There is Plenty of Momentum Heading into the Second Half of the Year

By | September 3, 2018

Welcome to FTR’s “Monday Morning Coffee “ blog. The following article is designed to keep busy executives up to date with the latest economic data releases. Released every Monday, this blog promises to keep our clientele updated with the latest weekly economic news and developments, highlighting its impact on the transportation, freight, and equipment markets. Hopefully, this will be an informative addition to the fine body of work associated with FTR.


Coffee and Economic Review

Global stocks fell for a second day on Friday as a report that U.S. President Donald Trump was preparing to step up a trade war with Beijing dampened risk appetite erased some of the gains made in a rally earlier this week. The MSCI’s broadest index of Asia-Pacific shares outside of Japan dropped 0.6% on Friday and was set for a monthly drop of 1.5%. Bloomberg News reported that Trump is ready to impose tariffs on $200 billion ore on Chinese imports as soon as the public comment period ends next week. Trump also threatened to withdraw from the World Trade Organization if “they don’t shape up”-a move that would further undermine one of the foundations of the modern global trading system.

▶ **Dataset**:
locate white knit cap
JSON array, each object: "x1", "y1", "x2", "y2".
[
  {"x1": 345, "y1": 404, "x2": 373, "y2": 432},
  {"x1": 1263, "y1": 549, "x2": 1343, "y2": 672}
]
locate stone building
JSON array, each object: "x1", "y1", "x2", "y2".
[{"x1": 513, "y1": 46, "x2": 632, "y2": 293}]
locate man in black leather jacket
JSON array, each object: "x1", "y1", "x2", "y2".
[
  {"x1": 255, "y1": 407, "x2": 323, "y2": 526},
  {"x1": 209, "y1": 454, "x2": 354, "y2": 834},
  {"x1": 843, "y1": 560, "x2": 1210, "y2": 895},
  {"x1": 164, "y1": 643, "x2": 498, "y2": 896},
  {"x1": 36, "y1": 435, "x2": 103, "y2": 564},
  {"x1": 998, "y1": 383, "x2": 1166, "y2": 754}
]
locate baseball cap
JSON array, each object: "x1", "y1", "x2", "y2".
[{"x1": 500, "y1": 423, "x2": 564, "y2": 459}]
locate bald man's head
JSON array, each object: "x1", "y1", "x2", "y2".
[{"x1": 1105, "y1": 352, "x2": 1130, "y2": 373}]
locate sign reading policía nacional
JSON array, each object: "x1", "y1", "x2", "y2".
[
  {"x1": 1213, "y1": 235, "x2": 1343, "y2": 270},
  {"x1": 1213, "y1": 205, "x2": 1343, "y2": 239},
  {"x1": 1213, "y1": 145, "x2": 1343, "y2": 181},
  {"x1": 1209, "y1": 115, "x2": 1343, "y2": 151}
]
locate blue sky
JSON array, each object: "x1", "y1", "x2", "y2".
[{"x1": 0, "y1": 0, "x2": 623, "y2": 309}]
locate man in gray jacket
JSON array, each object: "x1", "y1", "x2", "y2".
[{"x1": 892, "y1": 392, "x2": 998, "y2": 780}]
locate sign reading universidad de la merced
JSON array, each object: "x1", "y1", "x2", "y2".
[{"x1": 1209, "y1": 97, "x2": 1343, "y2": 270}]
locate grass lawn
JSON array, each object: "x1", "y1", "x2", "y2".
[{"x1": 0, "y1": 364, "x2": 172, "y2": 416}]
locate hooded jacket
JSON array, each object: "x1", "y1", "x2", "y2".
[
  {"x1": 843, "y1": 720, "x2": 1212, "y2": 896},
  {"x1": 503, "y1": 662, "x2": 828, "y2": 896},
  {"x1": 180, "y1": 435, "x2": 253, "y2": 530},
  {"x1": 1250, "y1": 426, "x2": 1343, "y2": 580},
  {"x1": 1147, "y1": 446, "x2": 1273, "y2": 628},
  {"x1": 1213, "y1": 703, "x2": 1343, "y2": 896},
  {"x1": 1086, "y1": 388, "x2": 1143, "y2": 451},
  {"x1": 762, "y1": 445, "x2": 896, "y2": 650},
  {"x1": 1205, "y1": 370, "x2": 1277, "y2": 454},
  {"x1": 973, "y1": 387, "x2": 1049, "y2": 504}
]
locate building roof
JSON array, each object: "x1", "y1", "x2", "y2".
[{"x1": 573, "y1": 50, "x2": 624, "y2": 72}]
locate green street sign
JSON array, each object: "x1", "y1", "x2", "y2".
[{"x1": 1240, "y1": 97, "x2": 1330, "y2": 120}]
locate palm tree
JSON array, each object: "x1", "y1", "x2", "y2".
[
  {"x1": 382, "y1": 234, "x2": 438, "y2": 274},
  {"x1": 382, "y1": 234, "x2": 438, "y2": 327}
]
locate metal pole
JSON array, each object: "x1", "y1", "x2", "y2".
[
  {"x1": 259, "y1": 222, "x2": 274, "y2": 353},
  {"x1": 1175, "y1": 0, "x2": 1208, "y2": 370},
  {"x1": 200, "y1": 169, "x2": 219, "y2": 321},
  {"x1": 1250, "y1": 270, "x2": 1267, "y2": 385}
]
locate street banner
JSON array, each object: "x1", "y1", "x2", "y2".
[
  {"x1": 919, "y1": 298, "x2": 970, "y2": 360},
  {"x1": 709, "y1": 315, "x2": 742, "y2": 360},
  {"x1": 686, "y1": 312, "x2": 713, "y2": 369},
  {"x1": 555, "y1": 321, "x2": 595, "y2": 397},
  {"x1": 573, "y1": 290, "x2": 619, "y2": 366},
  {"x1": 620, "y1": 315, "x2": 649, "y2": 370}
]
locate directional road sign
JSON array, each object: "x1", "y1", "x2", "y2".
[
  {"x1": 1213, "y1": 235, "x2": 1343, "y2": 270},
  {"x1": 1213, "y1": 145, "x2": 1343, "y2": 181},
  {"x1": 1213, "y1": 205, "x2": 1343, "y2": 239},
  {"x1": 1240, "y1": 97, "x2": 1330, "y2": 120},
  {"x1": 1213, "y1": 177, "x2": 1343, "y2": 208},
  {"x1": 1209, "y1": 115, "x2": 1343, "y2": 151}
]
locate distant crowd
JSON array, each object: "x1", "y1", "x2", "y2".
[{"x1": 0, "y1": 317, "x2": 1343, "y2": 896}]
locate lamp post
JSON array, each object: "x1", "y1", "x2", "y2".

==

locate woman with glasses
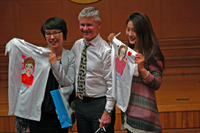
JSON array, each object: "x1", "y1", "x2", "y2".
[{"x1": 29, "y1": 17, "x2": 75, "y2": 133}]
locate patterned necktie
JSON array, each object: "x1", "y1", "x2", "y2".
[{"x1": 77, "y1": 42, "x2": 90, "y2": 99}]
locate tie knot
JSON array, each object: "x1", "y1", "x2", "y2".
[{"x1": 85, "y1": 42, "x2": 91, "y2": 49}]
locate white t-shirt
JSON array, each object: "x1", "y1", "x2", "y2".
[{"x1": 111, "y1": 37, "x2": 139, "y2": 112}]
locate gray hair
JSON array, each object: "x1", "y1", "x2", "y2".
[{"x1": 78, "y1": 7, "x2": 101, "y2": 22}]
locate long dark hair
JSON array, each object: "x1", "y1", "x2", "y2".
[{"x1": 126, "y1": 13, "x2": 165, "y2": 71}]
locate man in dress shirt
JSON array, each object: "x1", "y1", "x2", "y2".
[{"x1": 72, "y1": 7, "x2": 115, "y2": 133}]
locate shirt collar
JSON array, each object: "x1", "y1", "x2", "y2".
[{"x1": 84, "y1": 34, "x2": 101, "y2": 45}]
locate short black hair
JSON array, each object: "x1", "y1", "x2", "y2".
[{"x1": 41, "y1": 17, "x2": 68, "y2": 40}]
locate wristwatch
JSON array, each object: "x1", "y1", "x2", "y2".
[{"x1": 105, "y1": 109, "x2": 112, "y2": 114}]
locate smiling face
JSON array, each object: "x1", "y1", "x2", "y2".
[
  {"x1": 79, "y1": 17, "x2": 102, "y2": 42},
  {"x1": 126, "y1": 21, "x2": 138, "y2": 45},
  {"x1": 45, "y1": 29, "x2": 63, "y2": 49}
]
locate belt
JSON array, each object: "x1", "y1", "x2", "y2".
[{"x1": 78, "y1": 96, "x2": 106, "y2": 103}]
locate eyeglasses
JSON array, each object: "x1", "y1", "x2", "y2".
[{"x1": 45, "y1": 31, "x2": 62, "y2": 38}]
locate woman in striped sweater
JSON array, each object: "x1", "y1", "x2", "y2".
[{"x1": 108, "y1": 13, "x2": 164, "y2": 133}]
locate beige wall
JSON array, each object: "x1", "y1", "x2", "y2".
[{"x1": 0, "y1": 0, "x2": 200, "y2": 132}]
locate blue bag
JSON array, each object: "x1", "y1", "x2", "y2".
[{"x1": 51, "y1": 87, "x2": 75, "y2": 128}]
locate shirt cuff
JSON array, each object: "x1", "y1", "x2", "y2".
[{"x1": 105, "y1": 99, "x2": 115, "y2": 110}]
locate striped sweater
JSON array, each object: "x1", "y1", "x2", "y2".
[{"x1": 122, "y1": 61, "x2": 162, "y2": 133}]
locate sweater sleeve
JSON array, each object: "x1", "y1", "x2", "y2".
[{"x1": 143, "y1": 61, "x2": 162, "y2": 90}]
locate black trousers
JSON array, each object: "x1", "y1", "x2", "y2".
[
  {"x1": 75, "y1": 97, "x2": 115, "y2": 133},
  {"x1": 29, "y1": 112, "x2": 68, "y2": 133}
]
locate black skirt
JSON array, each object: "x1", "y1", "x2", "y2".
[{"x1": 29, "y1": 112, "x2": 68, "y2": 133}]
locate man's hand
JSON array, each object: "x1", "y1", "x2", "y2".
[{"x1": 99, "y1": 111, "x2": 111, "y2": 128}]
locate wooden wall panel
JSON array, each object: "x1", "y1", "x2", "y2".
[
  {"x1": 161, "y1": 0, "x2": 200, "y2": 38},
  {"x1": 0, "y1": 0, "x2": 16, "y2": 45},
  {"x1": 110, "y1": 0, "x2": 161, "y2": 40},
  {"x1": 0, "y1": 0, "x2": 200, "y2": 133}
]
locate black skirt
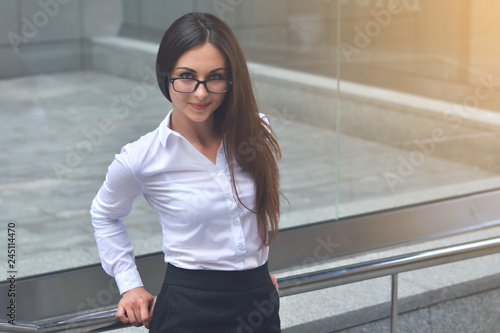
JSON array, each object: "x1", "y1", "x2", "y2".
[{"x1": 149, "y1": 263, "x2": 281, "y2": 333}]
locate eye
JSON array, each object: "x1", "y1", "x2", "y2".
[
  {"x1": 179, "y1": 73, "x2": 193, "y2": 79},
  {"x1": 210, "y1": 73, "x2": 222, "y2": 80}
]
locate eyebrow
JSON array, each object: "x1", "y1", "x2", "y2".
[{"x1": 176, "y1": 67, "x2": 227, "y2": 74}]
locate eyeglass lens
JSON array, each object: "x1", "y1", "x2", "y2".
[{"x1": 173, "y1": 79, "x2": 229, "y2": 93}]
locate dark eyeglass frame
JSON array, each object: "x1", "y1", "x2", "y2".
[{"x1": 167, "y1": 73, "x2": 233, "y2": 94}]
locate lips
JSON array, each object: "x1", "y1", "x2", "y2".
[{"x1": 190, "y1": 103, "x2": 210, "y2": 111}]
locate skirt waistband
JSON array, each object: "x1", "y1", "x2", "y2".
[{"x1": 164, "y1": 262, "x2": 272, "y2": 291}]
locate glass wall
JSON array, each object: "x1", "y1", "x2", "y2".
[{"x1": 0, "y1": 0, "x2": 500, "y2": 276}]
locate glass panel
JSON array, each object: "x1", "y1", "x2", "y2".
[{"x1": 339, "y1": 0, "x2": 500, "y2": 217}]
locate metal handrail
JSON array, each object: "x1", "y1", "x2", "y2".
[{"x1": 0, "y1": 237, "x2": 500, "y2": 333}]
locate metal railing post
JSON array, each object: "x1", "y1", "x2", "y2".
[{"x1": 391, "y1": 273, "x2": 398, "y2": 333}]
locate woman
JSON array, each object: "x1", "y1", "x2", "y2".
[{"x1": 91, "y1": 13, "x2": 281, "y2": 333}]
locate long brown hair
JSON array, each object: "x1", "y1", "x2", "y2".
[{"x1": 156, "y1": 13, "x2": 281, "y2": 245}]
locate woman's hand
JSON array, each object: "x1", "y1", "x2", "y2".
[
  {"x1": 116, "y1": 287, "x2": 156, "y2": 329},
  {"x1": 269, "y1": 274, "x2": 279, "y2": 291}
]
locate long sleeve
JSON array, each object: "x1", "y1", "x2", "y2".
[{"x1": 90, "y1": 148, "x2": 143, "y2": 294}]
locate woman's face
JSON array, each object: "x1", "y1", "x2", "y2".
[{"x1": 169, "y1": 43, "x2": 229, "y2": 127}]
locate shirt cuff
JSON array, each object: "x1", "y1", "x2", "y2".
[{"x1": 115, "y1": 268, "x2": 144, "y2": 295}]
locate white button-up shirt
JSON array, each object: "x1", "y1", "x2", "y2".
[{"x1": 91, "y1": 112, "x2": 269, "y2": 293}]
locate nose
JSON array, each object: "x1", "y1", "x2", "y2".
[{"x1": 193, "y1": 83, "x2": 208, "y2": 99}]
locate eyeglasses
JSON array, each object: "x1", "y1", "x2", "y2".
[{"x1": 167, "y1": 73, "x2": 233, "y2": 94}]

▶ **Instructions**:
- a) In the FTR blog post, by what percentage did MSCI's broadest index of Asia-Pacific shares outside of Japan fall on Friday?
- b) Identify every line of the records that contains the string "shirt", treating case as significant, and copy each such line.

▶ **Responses to the tasks**:
- a) 0.6%

- b)
locate white t-shirt
locate man in dress shirt
locate shirt collar
locate shirt cuff
locate shirt cuff
locate white button-up shirt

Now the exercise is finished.